Written problem 1
Locate every row in the block of data below that contains the string "coordinates", and copy each of those rows in full.
--- Passage shown ---
According to The Guardian, the UK Climate Change Committee believes that the country’s transition to net-zero emissions by 2050 could ultimately cost less than the consequences of the current oil crisis. Experts argue that the shift would improve public health, strengthen the economy, and protect the country from future financial shocks. The organization estimates that reaching this goal will require around 100.0 billion pounds by 2050 — a figure comparable to the potential cost of energy imports if the Strait of Hormuz remains blocked. Committee chair Nigel Topping emphasized that it is now critical for the United Kingdom to move away from costly dependence on fossil fuels and accelerate the transition toward renewable energy sources.
Meanwhile, the pound has fallen by 1.45% since the start of hostilities in the Middle East, as the UK economy remains highly dependent on oil and gas imports. British government bonds have also come under pressure, showing the sharpest moves among major bond markets. The yield on two-year bonds rose by about 50 basis points, compared with increases of 38 basis points in Italy and 30 basis points in Australia.
The currency is also under pressure following the latest GDP data. In January, the three-month GDP indicator increased from 0.1% to 0.2%, matching forecasts. However, the monthly GDP figure came in at 0.0%, below expectations of 0.2% and the previous reading of 0.1%. Industrial production declined by –0.1% compared with preliminary estimates of 0.3%, while manufacturing output rose by only 0.1% versus expectations of 0.2%. As the national economy slows and energy costs rise, traders are reducing exposure to the pound.
Nevertheless, potential changes in the Bank of England’s monetary policy could support the currency. While analysts expected two interest-rate cuts earlier this year, markets are now pricing in the possibility of a 50-basis-point rate increase instead.
The U.S. dollar is receiving additional support from macroeconomic data. Initial jobless claims last week totaled 213.0K, slightly below the forecast of 214.0K. The Atlanta Federal Reserve’s GDPNow estimate for the first quarter rose to 2.7%, compared with previous expectations of 2.1%. Meanwhile, inflation remains at 2.4% year-on-year.
--- Source records ---
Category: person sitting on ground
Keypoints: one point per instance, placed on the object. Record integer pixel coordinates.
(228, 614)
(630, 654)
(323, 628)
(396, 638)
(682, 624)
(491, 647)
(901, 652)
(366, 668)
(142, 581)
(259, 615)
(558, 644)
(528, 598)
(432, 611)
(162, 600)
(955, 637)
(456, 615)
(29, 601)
---
Written problem 2
Answer these questions from the article on the pound above:
(a) Who chairs the UK Climate Change Committee?
(b) By what percentage has the pound fallen since the start of hostilities in the Middle East?
(c) What did initial jobless claims in the U.S. total last week?

Full solution 1
Keypoints: one point per instance, placed on the object. Record integer pixel coordinates.

Full solution 2
(a) Nigel Topping
(b) 1.45%
(c) 213.0K